## Start MATERIAL FOR THIS EXERCISE

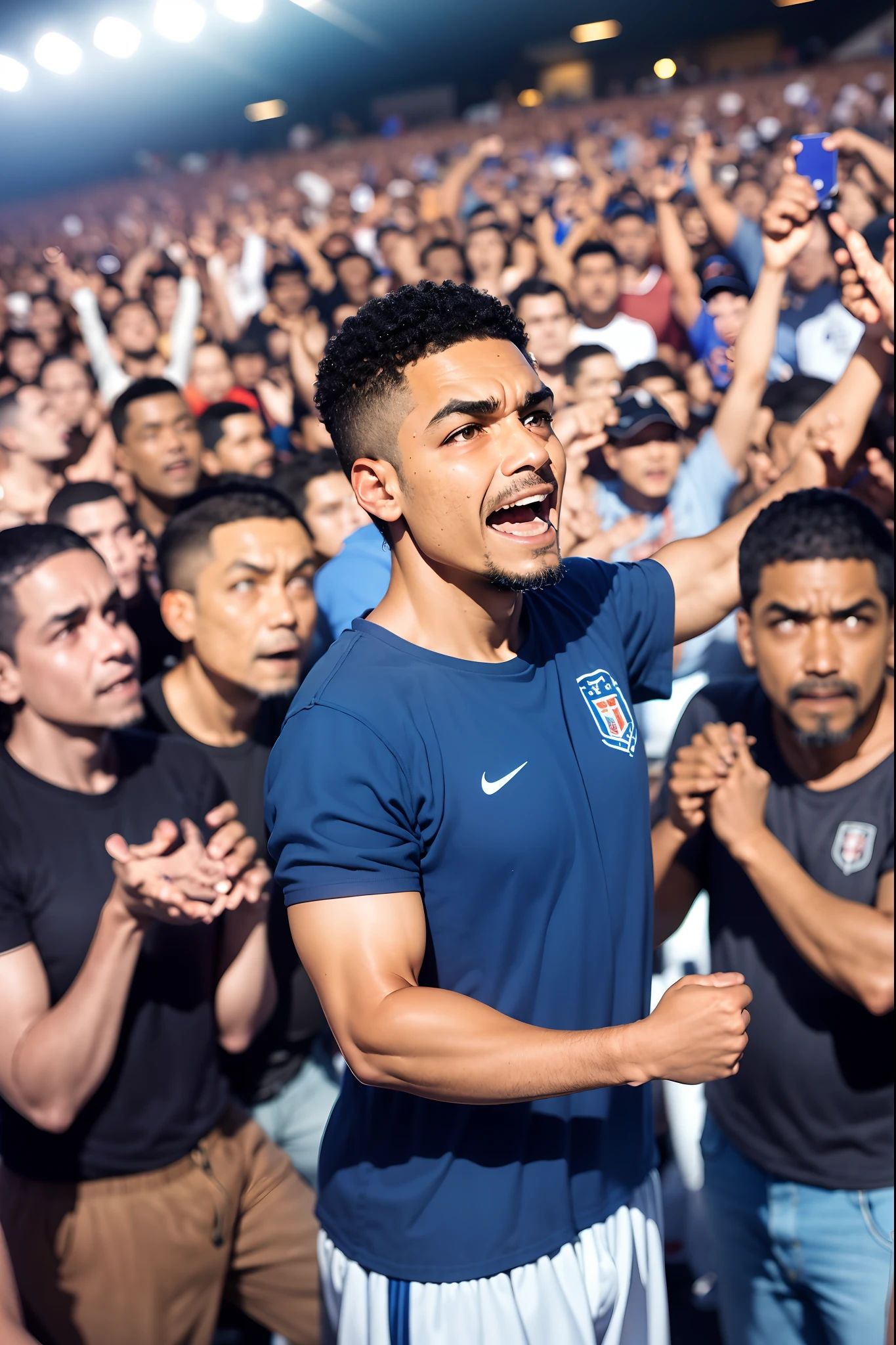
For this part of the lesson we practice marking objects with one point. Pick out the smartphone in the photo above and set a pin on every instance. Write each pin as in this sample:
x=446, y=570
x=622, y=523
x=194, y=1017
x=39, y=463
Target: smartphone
x=819, y=164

## End MATERIAL FOR THIS EXERCISE

Update the rows above by replacing "pin" with "marker" wherever it occurs, leaving everything else unchanged. Omit the pictures from your answer.

§ **EXPECTED ANSWER**
For this part of the lesson we practice marking objects with one point. Pick out the smartphone in the photo above and set a marker on every instance. Write each marker as in this sample:
x=446, y=570
x=622, y=523
x=194, y=1017
x=39, y=463
Target: smartphone
x=819, y=164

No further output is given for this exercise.